DIRECTIVE: Count the lines below that contain the string "before". Reply with the number alone.

::::::::

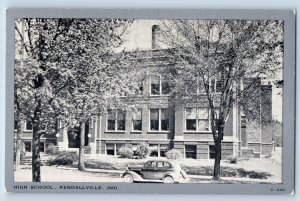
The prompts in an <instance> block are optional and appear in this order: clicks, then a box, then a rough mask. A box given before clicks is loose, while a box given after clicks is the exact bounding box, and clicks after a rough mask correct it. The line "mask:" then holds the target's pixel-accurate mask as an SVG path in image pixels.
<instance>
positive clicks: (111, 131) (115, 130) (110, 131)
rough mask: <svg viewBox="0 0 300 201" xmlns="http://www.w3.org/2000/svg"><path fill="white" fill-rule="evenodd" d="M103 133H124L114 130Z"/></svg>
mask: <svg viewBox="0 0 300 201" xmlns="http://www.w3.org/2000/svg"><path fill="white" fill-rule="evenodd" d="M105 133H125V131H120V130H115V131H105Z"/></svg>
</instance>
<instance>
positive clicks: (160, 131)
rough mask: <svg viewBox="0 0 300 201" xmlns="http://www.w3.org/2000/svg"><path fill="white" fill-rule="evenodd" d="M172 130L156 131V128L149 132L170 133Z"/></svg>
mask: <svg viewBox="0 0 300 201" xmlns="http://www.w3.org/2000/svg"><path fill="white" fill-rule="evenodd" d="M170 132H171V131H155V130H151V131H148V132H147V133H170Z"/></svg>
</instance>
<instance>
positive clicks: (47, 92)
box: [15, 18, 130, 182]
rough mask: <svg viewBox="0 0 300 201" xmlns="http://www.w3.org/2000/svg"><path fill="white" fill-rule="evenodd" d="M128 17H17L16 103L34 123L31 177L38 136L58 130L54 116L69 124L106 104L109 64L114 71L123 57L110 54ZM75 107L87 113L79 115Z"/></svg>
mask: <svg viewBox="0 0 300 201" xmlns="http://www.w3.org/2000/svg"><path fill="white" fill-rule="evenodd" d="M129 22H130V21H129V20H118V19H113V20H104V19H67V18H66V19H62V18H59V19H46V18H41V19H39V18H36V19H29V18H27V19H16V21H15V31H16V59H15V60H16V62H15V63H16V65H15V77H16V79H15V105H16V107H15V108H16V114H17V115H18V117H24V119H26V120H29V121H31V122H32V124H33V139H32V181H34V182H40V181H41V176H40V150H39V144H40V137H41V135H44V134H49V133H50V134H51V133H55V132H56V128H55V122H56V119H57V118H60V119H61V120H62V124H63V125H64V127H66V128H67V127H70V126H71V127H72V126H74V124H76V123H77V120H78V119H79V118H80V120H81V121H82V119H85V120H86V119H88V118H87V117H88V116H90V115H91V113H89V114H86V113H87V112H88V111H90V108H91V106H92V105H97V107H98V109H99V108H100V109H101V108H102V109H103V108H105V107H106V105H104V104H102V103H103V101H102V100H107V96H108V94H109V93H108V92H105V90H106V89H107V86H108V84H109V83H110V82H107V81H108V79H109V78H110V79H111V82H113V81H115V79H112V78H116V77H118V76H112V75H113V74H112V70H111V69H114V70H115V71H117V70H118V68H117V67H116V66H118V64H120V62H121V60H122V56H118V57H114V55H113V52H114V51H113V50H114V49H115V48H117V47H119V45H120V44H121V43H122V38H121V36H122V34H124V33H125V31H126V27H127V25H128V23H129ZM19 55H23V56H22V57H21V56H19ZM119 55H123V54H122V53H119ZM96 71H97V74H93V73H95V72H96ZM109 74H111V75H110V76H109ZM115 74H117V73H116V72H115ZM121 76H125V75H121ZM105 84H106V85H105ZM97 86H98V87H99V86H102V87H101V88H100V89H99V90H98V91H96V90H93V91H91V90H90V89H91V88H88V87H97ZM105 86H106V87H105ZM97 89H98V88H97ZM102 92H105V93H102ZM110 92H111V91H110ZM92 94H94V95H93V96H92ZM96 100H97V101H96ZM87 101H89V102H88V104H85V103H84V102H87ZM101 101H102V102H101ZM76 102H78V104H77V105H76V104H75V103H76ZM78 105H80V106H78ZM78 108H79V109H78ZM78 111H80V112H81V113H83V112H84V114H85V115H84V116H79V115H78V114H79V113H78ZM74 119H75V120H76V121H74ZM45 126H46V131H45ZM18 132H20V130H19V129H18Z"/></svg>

::::::::

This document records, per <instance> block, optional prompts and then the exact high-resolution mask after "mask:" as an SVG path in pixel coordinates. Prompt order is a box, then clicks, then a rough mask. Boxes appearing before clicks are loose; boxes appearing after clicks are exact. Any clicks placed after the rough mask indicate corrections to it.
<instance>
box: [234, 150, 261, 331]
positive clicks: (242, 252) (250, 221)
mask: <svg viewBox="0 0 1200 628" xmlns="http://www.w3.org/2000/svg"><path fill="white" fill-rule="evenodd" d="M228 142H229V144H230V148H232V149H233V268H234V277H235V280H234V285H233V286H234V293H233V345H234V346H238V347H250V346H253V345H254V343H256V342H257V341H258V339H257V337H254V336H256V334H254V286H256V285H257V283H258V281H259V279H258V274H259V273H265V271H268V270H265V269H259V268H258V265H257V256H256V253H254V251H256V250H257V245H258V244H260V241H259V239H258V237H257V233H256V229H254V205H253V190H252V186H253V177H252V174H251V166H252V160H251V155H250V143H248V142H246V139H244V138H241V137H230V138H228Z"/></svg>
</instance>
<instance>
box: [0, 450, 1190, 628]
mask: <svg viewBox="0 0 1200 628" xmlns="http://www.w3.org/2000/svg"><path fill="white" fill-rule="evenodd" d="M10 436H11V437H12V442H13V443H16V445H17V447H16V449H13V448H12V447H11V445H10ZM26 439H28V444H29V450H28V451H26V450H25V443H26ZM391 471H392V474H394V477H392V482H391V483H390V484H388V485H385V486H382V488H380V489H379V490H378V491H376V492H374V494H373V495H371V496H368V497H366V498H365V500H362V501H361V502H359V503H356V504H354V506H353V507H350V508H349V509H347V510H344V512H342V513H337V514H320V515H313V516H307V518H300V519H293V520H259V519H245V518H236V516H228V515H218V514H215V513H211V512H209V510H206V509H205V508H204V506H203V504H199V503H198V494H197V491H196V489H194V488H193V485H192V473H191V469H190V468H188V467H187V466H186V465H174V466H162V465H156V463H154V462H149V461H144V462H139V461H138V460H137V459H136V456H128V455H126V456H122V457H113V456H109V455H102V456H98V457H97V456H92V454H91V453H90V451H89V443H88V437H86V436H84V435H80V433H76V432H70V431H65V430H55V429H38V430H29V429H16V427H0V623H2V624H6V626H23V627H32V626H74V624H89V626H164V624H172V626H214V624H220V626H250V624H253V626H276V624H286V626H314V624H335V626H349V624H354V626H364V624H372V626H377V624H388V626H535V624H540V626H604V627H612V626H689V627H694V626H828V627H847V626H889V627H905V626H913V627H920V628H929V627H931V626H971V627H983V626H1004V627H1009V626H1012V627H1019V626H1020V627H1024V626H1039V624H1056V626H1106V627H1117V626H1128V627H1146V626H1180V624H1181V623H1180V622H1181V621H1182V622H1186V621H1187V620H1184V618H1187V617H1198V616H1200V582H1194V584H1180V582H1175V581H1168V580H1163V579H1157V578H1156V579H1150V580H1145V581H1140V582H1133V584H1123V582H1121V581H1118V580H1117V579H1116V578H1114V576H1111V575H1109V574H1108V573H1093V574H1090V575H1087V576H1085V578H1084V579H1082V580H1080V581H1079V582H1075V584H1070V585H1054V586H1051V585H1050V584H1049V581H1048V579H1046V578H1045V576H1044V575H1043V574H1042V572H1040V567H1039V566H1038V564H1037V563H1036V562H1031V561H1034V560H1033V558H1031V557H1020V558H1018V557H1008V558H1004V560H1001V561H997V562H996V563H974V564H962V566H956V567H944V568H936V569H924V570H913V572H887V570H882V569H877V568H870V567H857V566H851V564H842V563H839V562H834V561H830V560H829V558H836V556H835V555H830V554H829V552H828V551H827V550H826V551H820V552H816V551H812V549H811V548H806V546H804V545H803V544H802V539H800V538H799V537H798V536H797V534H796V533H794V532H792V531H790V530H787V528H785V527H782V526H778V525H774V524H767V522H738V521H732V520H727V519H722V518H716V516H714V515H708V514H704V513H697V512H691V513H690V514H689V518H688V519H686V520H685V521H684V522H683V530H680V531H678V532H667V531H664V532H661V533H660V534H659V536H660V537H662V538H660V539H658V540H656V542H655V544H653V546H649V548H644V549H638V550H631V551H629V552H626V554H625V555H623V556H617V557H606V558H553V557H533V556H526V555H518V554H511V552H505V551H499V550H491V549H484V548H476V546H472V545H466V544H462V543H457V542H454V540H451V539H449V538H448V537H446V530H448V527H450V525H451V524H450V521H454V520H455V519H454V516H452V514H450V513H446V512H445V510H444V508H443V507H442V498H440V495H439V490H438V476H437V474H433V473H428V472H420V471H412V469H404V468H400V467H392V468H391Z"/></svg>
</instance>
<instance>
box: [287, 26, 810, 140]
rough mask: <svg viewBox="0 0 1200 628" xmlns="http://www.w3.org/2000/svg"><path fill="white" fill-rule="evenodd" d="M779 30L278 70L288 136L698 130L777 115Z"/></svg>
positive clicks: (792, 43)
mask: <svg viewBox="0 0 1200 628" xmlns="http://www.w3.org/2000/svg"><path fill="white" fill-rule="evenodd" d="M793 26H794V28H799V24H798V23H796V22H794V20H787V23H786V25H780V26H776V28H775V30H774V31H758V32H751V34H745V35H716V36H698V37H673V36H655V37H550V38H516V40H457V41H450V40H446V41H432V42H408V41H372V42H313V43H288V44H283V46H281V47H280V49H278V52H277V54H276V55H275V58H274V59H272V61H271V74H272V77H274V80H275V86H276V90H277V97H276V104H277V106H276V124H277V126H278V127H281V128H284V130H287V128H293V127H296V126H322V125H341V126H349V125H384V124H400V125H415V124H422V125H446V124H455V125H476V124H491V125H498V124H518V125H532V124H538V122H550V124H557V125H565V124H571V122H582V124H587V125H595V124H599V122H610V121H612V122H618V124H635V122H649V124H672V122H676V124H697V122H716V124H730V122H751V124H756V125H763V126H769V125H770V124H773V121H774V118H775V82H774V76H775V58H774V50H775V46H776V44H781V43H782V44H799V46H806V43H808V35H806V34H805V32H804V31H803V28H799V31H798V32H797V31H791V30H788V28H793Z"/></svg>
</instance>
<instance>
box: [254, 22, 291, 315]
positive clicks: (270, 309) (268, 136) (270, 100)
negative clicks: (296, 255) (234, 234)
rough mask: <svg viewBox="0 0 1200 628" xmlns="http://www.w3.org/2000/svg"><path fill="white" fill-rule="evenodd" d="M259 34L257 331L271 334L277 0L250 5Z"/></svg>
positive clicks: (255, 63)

::::::::

THE ANSWER: 2